[[ SOURCE INFORMATION, beginning ]]
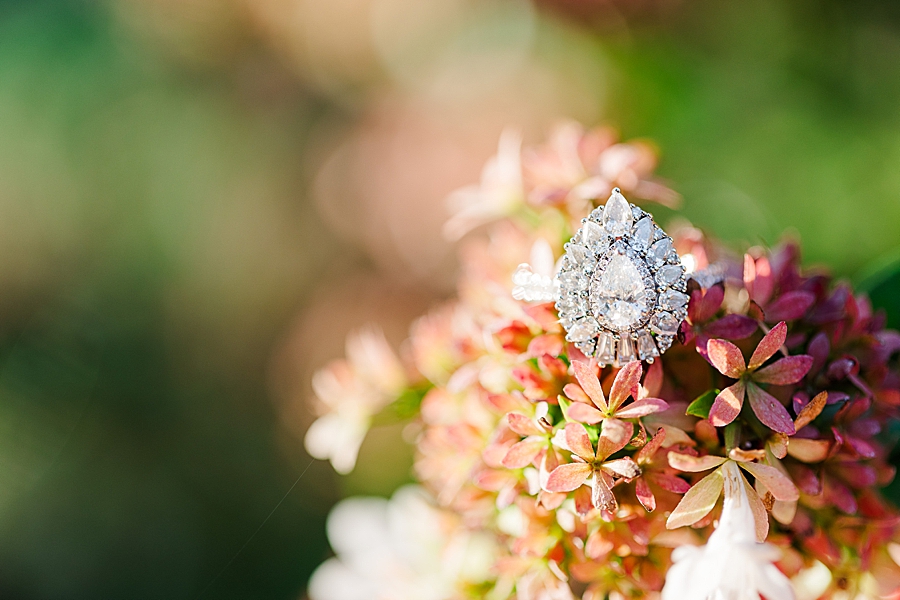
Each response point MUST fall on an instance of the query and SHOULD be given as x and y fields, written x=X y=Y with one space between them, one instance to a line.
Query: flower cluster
x=747 y=461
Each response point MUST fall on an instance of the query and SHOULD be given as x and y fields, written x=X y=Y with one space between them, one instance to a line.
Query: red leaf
x=523 y=453
x=727 y=405
x=566 y=478
x=642 y=408
x=777 y=482
x=579 y=442
x=586 y=374
x=768 y=346
x=623 y=467
x=698 y=501
x=614 y=435
x=810 y=411
x=653 y=380
x=625 y=384
x=646 y=453
x=601 y=494
x=769 y=410
x=523 y=425
x=670 y=483
x=727 y=358
x=584 y=413
x=809 y=451
x=786 y=371
x=694 y=464
x=545 y=344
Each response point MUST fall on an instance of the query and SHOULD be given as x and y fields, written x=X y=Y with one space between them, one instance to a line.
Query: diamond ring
x=621 y=288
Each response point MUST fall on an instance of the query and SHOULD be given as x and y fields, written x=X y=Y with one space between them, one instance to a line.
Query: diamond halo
x=622 y=287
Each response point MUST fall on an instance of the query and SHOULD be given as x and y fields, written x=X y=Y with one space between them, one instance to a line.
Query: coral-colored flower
x=728 y=360
x=702 y=497
x=732 y=564
x=594 y=464
x=350 y=393
x=591 y=404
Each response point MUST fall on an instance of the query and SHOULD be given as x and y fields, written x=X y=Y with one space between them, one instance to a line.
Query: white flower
x=350 y=393
x=536 y=282
x=401 y=549
x=498 y=195
x=732 y=565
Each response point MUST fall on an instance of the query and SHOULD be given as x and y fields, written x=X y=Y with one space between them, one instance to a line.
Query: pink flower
x=593 y=464
x=728 y=360
x=591 y=406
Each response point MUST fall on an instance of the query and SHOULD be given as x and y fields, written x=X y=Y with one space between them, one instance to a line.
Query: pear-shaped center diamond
x=618 y=294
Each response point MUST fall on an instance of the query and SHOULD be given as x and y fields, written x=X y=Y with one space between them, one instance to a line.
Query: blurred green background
x=199 y=198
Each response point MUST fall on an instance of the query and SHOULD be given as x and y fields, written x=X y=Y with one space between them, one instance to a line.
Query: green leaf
x=409 y=402
x=593 y=433
x=700 y=407
x=732 y=435
x=564 y=404
x=698 y=501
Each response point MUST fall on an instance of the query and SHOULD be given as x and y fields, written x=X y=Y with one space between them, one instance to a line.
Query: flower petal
x=727 y=405
x=698 y=501
x=790 y=306
x=726 y=358
x=623 y=467
x=523 y=425
x=584 y=413
x=809 y=451
x=601 y=494
x=777 y=482
x=614 y=435
x=786 y=371
x=768 y=346
x=523 y=453
x=644 y=495
x=566 y=478
x=642 y=408
x=670 y=483
x=812 y=410
x=645 y=454
x=769 y=410
x=573 y=392
x=694 y=464
x=626 y=383
x=586 y=374
x=760 y=515
x=705 y=304
x=578 y=441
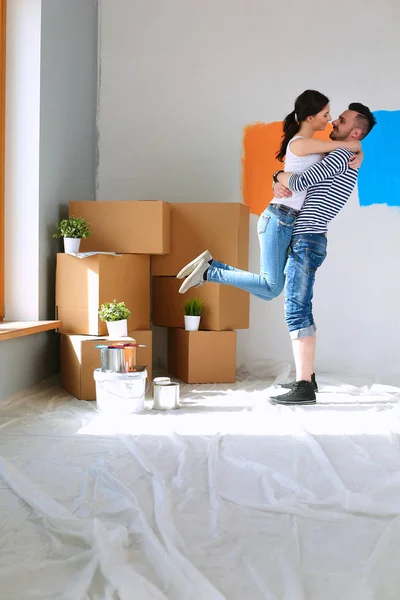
[[ SOURCE INFORMATION, end ]]
→ REQUIREMENT
Without the pictures, restate all of the entries above verbatim.

→ RESULT OF THIS TASK
Each response point MUST fall on an instance of the query and SHOULD be given as x and y fields, written x=X y=Y with one space between them, one instance to a line.
Query: flower cluster
x=747 y=461
Each response point MUST fall on an instance of the query and SHOULD be given as x and y fields, written x=X y=Y with one space between them, one instance to a line.
Query: red leaf
x=523 y=453
x=727 y=405
x=566 y=478
x=642 y=408
x=777 y=482
x=579 y=442
x=586 y=374
x=768 y=346
x=623 y=467
x=698 y=501
x=614 y=435
x=810 y=411
x=653 y=380
x=625 y=384
x=646 y=453
x=601 y=494
x=769 y=410
x=523 y=425
x=670 y=483
x=727 y=358
x=584 y=413
x=809 y=451
x=786 y=371
x=694 y=464
x=545 y=344
Each response point MUST fall on an instance of the query and SHOULD be given as x and y fields, written x=X y=Y with one space between them, one instance to a line.
Query: diamond ring
x=621 y=288
Each response point MUST fall on an instance of the query and SHOULD be given as x and y fields, written x=X y=Y with one space between them, one instance to a line.
Query: diamond halo
x=622 y=287
Each response point MUST fall on an instance of the query and SHOULD be given as x and y fields, written x=X y=Y with one space between them, one instance to a line.
Query: coral-colored flower
x=728 y=360
x=702 y=497
x=732 y=564
x=594 y=464
x=350 y=393
x=591 y=404
Each response point MUST fall on an instance of the query and SHOULD be given as x and y fields, written x=X y=Y with one space between them, one instance to a line.
Query: white flower
x=350 y=393
x=536 y=282
x=401 y=549
x=498 y=195
x=732 y=565
Each response point MUST fall on an instance of the query and SHOULD be given as x and y fields, written x=X y=Y with one space between them, one instance to a line.
Query: pink flower
x=593 y=464
x=728 y=360
x=591 y=406
Each response point MUST fall on an instance of the query and SHOULD be given as x and y fields, written x=X y=Y with one space between them, one instance to a line.
Query: pear-shaped center diamond
x=618 y=294
Each response point MUST fall on an instance of the query and SHOULD be given as x and y fields, written x=X y=Y with one space between them, one instance to a line.
Query: blurred green background
x=199 y=198
Each response point MUST fall on an instance of the query and SHOULD be given as x and y fields, written x=X y=Y with one space between them, one instance to a line.
Query: green leaf
x=409 y=402
x=593 y=433
x=700 y=407
x=732 y=435
x=564 y=404
x=698 y=501
Each response point MUST fall on an instance of the query and SHOULD be given as x and y fields, written x=X y=Y with one space between them, one instance to a line.
Query: flower petal
x=727 y=405
x=698 y=501
x=790 y=306
x=726 y=358
x=623 y=467
x=523 y=425
x=584 y=413
x=809 y=451
x=601 y=494
x=777 y=482
x=614 y=435
x=786 y=371
x=768 y=346
x=523 y=453
x=644 y=495
x=566 y=478
x=642 y=408
x=670 y=483
x=812 y=410
x=645 y=454
x=769 y=410
x=573 y=392
x=694 y=464
x=626 y=383
x=586 y=374
x=760 y=515
x=705 y=304
x=578 y=441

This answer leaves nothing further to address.